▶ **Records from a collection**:
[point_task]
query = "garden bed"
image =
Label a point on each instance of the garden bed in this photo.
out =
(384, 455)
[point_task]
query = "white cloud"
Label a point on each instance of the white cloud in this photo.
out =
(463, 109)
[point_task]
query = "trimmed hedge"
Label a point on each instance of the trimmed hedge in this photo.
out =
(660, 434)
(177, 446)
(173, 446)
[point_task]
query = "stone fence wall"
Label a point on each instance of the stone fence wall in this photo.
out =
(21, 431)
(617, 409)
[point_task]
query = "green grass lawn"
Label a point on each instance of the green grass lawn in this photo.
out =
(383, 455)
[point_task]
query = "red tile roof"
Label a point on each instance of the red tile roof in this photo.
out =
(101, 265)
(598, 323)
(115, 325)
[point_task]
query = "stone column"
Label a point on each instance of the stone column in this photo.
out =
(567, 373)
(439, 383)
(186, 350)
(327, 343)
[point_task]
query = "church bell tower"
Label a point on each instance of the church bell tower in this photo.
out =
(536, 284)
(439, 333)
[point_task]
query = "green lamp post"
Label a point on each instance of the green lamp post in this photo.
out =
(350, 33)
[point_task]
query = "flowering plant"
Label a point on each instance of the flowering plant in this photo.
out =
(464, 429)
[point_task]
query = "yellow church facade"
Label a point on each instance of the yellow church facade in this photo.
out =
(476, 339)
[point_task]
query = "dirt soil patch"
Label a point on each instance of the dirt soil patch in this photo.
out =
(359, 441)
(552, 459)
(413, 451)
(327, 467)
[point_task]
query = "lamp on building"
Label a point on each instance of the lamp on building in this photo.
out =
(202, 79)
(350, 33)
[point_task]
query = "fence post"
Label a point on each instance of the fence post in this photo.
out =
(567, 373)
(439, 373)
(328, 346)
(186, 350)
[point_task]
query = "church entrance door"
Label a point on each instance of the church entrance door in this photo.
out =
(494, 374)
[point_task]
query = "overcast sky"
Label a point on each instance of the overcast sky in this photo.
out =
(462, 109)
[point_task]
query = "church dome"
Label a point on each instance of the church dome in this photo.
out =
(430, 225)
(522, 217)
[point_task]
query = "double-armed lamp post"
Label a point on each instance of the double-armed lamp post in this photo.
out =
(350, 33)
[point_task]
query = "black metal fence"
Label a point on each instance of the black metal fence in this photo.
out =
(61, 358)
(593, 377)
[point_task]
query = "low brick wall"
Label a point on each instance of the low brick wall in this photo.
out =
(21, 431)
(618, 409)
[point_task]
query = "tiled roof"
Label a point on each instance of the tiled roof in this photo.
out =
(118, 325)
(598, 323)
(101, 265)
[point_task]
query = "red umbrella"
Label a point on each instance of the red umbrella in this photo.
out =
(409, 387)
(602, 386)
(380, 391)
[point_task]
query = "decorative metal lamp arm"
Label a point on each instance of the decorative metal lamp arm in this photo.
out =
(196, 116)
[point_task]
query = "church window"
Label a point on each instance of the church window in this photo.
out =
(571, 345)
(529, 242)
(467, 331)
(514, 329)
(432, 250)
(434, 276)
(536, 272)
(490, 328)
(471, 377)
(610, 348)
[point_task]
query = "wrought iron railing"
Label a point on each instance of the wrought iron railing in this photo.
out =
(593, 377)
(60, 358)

▶ **Task statement**: Reproduce the records in full, exactly as written.

▶ **Your response**:
[point_task]
query = "garden bed"
image =
Label a point on each instance of the garden bed in this photo.
out =
(384, 455)
[point_task]
query = "white cloud"
Label a point on each instance of the white cloud in this photo.
out =
(463, 109)
[point_task]
query = "trimmed hedge"
Label a point on each instance of the trimmed hedge in this photo.
out =
(660, 434)
(177, 446)
(173, 446)
[point_task]
query = "stone fence wall"
Label a point on each instance of the stone fence wall in this photo.
out =
(21, 431)
(617, 409)
[point_task]
query = "green grass lawn"
Label a point on each instance of the green grass lawn in this photo.
out =
(383, 455)
[point_task]
query = "red tile roof"
Label a point on each instance of the red tile roof in this photo.
out =
(101, 265)
(598, 323)
(115, 325)
[point_task]
query = "stone column"
Label a point on each instance of the stone column in this photo.
out =
(567, 373)
(439, 383)
(186, 350)
(327, 343)
[point_task]
query = "church bell tower"
Label a point on each instance of the church bell tower in this photo.
out =
(536, 284)
(439, 333)
[point_task]
query = "green lamp post"
Label a point on each instance of the green lamp post in this photo.
out =
(350, 33)
[point_task]
query = "flowering plant"
Label a point on each instance of the flowering plant in this photo.
out =
(464, 429)
[point_task]
query = "yellow church facade"
Label a point on each instance of the yellow church facade in this photo.
out =
(476, 339)
[point_task]
query = "dirt soil patch"
Label a point on each instance of the dirt soil patch in this photo.
out =
(359, 441)
(552, 459)
(413, 451)
(327, 467)
[point_task]
query = "lamp on building"
Label a point on each instance of the lamp on building in this photo.
out =
(202, 79)
(350, 33)
[point_task]
query = "fence post"
Label a point on each instance of the fence post in this photo.
out =
(567, 373)
(439, 373)
(328, 346)
(186, 350)
[point_task]
query = "church entrance door"
Label a point on each instance of the church entrance door in this photo.
out =
(494, 374)
[point_task]
query = "overcast sky"
Label a point on each instance of the overcast sky in this photo.
out =
(462, 109)
[point_task]
query = "church dome"
Label a point on each instance of the church dome in this photo.
out =
(430, 225)
(522, 217)
[point_task]
query = "double-armed lamp post"
Label a point on each instance of the double-armed lamp post in this photo.
out =
(350, 33)
[point_task]
query = "black metal fence"
Label a point on each instance of the black metal fence in this photo.
out =
(61, 358)
(593, 377)
[point_task]
query = "low brick wall"
Label a point on each instance of the low brick wall in this photo.
out =
(21, 431)
(618, 409)
[point_task]
query = "tiled roof"
Label a point on each instance of the tiled roof in this photo.
out =
(118, 325)
(598, 323)
(101, 265)
[point_task]
query = "red umbrella"
Label a point on each instance of the red umbrella in this photo.
out =
(409, 387)
(602, 386)
(380, 391)
[point_task]
query = "decorative metal lamp arm"
Label a point on each instance of the decorative metal lamp arm in this photo.
out =
(196, 116)
[point_task]
query = "church window"
Label a point on each instance of the church window in this photo.
out =
(571, 345)
(529, 242)
(467, 331)
(514, 329)
(432, 250)
(434, 276)
(536, 272)
(490, 328)
(471, 377)
(610, 348)
[point_task]
query = "wrought iron railing"
Label a point on each instance of the wrought iron railing in this photo.
out =
(593, 377)
(60, 358)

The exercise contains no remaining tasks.